Work to do: Update everything from the line containing "such as [533,367]." down to the end of the material, replacing "blue face mask" with "face covering" and keeping all else the same.

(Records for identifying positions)
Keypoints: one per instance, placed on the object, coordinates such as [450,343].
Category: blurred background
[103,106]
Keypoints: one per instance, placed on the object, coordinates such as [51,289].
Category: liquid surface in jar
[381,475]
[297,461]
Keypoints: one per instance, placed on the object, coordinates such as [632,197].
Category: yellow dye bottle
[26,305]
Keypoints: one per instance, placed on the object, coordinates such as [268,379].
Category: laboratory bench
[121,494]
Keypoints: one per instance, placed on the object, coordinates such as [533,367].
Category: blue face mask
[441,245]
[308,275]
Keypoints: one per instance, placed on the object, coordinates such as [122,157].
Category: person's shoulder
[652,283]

Response to this task:
Keypoints: one per instance, placed on the object, coordinates such as [533,367].
Category: face covering
[441,245]
[308,275]
Keypoints: one per instance, placed on the object, coordinates such as [122,157].
Category: person's shoulder
[652,283]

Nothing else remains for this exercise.